→ **Your task**
Which lines in the records below contain the word "arched"? Select each of those lines and copy it out in full, counting only matches in the same letter case.

→ **Data excerpts**
· · · ·

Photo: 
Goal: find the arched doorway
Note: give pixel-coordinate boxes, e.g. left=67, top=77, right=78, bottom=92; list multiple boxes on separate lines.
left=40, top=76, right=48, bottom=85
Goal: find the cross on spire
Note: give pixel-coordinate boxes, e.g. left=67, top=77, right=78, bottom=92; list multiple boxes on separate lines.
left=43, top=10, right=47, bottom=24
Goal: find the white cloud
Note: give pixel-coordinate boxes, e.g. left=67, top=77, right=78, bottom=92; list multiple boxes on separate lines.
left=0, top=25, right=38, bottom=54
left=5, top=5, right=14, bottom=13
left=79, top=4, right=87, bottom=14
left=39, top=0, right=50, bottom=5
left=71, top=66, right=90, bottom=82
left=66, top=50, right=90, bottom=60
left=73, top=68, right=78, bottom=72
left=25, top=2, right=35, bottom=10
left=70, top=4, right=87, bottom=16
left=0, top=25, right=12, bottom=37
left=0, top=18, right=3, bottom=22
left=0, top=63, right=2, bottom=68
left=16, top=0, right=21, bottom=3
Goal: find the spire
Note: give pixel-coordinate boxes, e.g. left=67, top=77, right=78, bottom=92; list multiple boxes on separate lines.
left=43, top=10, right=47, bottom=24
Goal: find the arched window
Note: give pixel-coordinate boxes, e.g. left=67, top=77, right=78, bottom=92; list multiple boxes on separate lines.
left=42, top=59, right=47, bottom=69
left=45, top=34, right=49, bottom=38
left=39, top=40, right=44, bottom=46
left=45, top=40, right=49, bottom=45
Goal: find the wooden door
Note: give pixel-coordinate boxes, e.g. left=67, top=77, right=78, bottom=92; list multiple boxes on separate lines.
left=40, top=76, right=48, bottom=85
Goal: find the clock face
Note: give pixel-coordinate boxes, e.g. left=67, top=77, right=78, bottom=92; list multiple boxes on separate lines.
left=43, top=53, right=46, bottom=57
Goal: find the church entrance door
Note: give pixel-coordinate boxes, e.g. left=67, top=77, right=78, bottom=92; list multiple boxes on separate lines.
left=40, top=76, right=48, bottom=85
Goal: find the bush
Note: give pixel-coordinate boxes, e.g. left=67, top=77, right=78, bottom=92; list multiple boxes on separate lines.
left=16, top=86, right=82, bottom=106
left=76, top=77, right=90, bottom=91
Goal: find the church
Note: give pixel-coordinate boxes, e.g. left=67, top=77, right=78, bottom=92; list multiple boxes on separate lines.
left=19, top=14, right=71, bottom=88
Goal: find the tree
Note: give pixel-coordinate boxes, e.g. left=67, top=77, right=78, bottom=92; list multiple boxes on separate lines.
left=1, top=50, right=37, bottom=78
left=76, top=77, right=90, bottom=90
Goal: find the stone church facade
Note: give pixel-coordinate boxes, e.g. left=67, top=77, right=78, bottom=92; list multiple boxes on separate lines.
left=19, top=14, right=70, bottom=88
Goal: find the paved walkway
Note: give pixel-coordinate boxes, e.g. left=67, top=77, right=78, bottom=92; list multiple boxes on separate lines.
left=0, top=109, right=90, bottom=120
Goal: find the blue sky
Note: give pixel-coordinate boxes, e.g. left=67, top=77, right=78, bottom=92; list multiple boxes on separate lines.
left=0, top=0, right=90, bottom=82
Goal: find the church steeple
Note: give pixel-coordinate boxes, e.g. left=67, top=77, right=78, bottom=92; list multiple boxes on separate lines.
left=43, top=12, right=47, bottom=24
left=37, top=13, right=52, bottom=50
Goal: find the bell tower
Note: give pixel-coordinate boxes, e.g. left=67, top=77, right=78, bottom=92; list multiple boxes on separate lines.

· · · ·

→ **Final answer**
Goal: find the arched doorway
Goal: find the arched window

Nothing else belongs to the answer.